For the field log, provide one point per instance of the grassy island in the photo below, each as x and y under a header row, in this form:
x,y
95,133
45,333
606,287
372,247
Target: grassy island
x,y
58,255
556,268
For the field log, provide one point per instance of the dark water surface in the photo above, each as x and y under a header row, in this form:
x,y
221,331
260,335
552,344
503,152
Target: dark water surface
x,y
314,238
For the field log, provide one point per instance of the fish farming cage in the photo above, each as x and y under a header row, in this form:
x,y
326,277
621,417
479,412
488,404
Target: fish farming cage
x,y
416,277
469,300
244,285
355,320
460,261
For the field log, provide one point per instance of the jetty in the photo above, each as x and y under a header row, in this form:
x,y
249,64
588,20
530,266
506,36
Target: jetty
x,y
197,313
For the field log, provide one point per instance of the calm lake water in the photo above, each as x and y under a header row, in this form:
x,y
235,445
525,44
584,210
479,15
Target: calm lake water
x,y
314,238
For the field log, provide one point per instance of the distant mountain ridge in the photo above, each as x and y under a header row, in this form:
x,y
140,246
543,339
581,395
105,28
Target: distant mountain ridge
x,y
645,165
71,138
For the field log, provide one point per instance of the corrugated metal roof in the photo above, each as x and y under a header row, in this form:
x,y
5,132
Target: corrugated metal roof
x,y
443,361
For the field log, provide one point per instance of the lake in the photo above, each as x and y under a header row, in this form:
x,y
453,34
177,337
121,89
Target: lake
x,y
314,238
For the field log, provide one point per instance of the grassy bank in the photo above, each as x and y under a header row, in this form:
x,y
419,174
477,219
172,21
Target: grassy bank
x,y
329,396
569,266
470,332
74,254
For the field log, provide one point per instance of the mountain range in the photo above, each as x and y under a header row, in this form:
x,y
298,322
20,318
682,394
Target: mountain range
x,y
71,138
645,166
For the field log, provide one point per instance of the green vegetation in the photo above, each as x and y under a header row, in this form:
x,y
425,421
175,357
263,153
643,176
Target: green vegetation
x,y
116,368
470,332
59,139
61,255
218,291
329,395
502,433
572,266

[EXERCISE REQUIREMENTS] Exact repetition of every record is required.

[RESPONSE TO THIS EXERCISE]
For the field log, provide one point per instance of the grassy island in the photo below, each as x and y under a header row, in this form:
x,y
95,133
45,333
606,287
372,247
Target: grassy island
x,y
58,255
556,268
For the field log, provide one point per instance of the dark water surface in the photo above, each as x and y under a header row, in this form:
x,y
221,331
260,335
552,344
503,152
Target: dark water surface
x,y
314,238
For the field log, provide one point per instance of the fish farming cage in the photo above, each as x and y under a header row, in this form:
x,y
326,277
621,417
479,412
488,404
Target: fish farming cage
x,y
416,277
469,300
244,285
355,320
460,261
For the field log, provide one point per instance of the jetty in the photo above, each as x and y under a header row, in this form:
x,y
249,64
588,20
530,266
506,36
Target: jetty
x,y
197,313
For the field log, provide one point per instance of the calm lake water in the photo above, each as x and y under a header row, in this form:
x,y
235,445
525,44
584,210
479,15
Target: calm lake water
x,y
314,238
For the field log, provide one point per instance of the distant mountain ridge in the photo above, each as x and y under a header row, in this form:
x,y
140,246
543,339
581,395
105,28
Target: distant mountain ridge
x,y
645,165
71,138
For the field log, provide one point per instance of the corrugated metal roof in the photo above, each as x and y under a header row, in this form:
x,y
5,132
Target: corrugated metal roof
x,y
443,361
For the field log, provide one point per instance of the lake in the photo above, each as x and y under a header row, in this form:
x,y
453,34
177,337
121,89
Target: lake
x,y
314,238
For the field log, provide one point per instance of the grassy bank in the photo above, each as x and y under a header row, in this form:
x,y
419,174
477,219
172,21
Target: grassy bank
x,y
329,396
569,266
470,332
74,254
For the field log, provide one point per instance of the mountain range in the photo above, each as x and y under a header row, in this form:
x,y
298,322
20,318
682,394
Target: mountain range
x,y
71,138
645,166
For the field log, provide one point per instance of the green vegetation in the photo above, each as x and y under a header row, in this form:
x,y
425,421
175,357
263,153
643,176
Target: green vegetation
x,y
116,368
470,332
59,139
61,255
218,291
329,395
502,433
572,266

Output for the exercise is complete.